=== EXCERPT TO READ ===

I have to admit, I rarely drink. But when I do I generally purchase from Dan Murphys possibly as a member special and using Cashrewards to purchase a gift card with 5% off I love ordering online and picking up in store although they need an option to select a chilled item. I think if you are a wine drinker, then perhaps a wine club is more of a saving. I tend not to keep alcohol at home because someone will end up drinking it sooner rather than later. It’s extremely rare for me to drink beer and I actually bought one at the local pub recently and got quite the shock at the price. It’s no wonder people are purchasing at the local liquor outlet rather than a venue. I do need to mention Dindima Wines who now make wine on the property I grew up on for most of my childhood.

Bargains to watch this week:

A tip first, if any of these specials are not in stock, ask for a raincheck and you will likely get at the advertised price when the product is in stock next time you are in store.

Coles: Red Island Extra Virgin Olive Oil 500mL1/2 PRICE $4, Freedom Foods XO Crunch 285g 1/2 PRICE $2, Kleenex Double Length Toilet Tissue 12 Pack $10, Save $2.00 

Woolworths: Mainland Buttersoft 375g $5.00 each Save $1.70 

Live from the Central Coast sort of…

This week I’m typing this blog entry up from the Central Coast of NSW, Terrigal to be more precise. It’s an area I don’t know too much about apart from having family here that I’m catching up with. I’ve been trying to catchup with old friends here and in Sydney for this trip, but people live very busy lives. I found where Star 104.5 studios are located but Shayne Sinclair is in Sydney for the week and in Brisbane for the Commercial Radio Awards. The Community Broadcasting Association awards aren’t too far away either. You have to nominated to be considered for a finalist position. The awards remind us of the passion we put in to make great media, I wish all finalists good luck in their chosen categories.

I’ve also returned to the airwaves at FM107.5 after being asked to pull a shift here and there. Technology is a wonderful tool when it works correctly, and we try to improve on it as time goes by. I’ve been asked by a few people to do some paid work for voiceovers and that will come to fruition soon.

Consumer Habits – Groceries

This is obviously a big expenditure in most peoples’ eyes and I must say it’s something I’ve altered significantly in the last few years. I purchase my meat through a local butcher and the same with fruit and vegetables. I find this gets me better quality, less processed and prices are much better. I feel so sorry for people who are stuck buying these items at a supermarket. Having said that, Supermarket wise I only buy minimal items such as Milk and whatever I find on special or need. I spend minimal time in supermarkets now as I just stick to my list and get out. But there is one major difference I’ve been doing in the last year, if I am purchasing from Woolworths and I know from researching online that my spend will be over $30 then I use the pickup service and regardless of spend at either Coles or Woolworths I now use gift cards which save me between 4-5%. I mean why wouldn’t you if you can shave a bit off, I use Cashrewards which gives me 5% off Woolworths and 4% off either using Suncorp Rewards, which is handy because you can do it at the self-checkout on your phone if need be. I’m a member of Flybuys, Woolworths Rewards and IGA Rewards, there is little benefit, but they do help you track specials on things you have purchased in your history.

Bargains to watch this week:

Woolworths Exclusive – Darrel Lea chocolate bars $2.50 (half price)

===

Copy the blog post on shopping habits word for word from "I’ve also returned" to "to fruition soon.". Please leave the rows aside; nothing here depends on them.

=== MATERIAL ===

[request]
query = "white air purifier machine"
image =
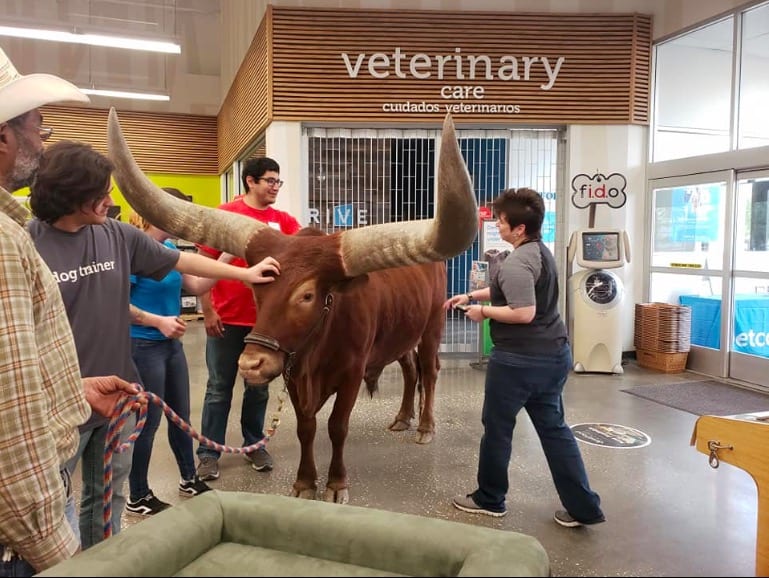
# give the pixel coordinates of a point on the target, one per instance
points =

===

- **PROBLEM SOLUTION**
I’ve also returned to the airwaves at FM107.5 after being asked to pull a shift here and there. Technology is a wonderful tool when it works correctly, and we try to improve on it as time goes by. I’ve been asked by a few people to do some paid work for voiceovers and that will come to fruition soon.